Short exercise: Retype the records below word for word, from the line that contains "In the photo above, where can the concrete" through the end of the records, including both.

Materials provided:
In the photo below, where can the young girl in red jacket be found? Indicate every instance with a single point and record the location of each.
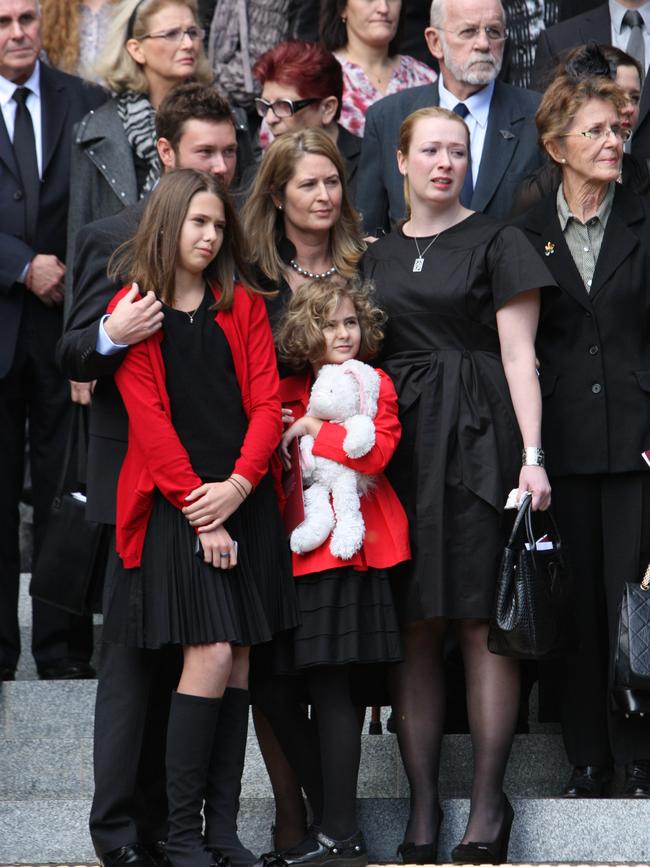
(198, 528)
(347, 617)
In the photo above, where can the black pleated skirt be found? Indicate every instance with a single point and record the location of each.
(174, 597)
(346, 617)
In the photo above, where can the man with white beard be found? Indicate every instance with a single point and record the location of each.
(467, 38)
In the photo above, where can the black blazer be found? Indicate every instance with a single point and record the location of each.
(65, 99)
(79, 360)
(593, 25)
(510, 152)
(594, 349)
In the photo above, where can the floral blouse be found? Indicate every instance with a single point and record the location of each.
(359, 93)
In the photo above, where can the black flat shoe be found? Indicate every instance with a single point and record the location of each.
(495, 852)
(351, 852)
(637, 779)
(588, 781)
(127, 856)
(66, 669)
(422, 853)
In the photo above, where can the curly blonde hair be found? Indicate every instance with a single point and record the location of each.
(299, 335)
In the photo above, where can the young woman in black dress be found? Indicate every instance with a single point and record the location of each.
(462, 296)
(198, 528)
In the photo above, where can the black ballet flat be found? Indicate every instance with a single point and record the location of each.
(495, 852)
(424, 853)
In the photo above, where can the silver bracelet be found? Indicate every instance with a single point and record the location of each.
(532, 457)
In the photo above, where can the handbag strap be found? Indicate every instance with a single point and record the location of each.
(525, 518)
(524, 509)
(645, 581)
(76, 438)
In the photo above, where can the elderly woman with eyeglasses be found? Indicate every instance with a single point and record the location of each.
(151, 46)
(593, 346)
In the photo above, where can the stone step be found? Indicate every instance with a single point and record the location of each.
(545, 830)
(46, 751)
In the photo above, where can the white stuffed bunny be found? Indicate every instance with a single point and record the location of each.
(345, 393)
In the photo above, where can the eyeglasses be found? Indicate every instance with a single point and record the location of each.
(494, 33)
(176, 35)
(283, 107)
(596, 133)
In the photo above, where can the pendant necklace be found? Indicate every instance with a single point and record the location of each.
(310, 274)
(419, 261)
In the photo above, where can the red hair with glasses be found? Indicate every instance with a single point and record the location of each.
(305, 66)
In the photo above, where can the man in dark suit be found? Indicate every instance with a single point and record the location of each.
(467, 38)
(39, 106)
(606, 24)
(128, 817)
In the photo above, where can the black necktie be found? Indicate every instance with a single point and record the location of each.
(468, 185)
(635, 45)
(25, 153)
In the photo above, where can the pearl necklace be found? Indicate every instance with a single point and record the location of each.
(305, 273)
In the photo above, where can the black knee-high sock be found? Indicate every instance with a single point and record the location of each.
(224, 779)
(339, 737)
(190, 739)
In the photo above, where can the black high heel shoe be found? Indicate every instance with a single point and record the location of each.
(424, 853)
(495, 852)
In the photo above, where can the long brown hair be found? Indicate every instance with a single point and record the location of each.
(150, 257)
(264, 222)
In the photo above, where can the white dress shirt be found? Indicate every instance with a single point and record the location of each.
(621, 33)
(8, 105)
(478, 107)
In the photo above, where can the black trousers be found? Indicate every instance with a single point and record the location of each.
(134, 688)
(604, 521)
(34, 396)
(134, 691)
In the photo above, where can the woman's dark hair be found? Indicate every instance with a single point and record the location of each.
(307, 66)
(592, 59)
(150, 257)
(333, 32)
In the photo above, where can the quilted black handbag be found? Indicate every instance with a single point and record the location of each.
(631, 681)
(69, 570)
(532, 608)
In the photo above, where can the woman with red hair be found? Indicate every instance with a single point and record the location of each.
(302, 86)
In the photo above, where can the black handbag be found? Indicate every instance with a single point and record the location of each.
(630, 691)
(532, 608)
(69, 570)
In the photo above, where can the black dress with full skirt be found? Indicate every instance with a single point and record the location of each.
(174, 597)
(460, 450)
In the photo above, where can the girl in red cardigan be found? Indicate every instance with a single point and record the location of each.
(347, 616)
(198, 527)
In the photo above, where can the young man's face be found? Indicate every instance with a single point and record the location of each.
(205, 145)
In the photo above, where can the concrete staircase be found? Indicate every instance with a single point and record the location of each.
(46, 786)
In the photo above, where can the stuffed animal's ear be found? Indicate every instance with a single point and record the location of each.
(367, 380)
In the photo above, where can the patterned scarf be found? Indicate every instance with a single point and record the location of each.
(138, 119)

Response:
In the photo above, where can the concrete staircase be found? Indicate every instance with a single point and record the location of each.
(46, 786)
In the photo above, where can the stuffed animal's ear be found? Indicate every instance with a single point and record the location of each.
(367, 380)
In the photo above, where can the patterned scarf be found? Indicate every instance with a single point and record the location of each.
(138, 119)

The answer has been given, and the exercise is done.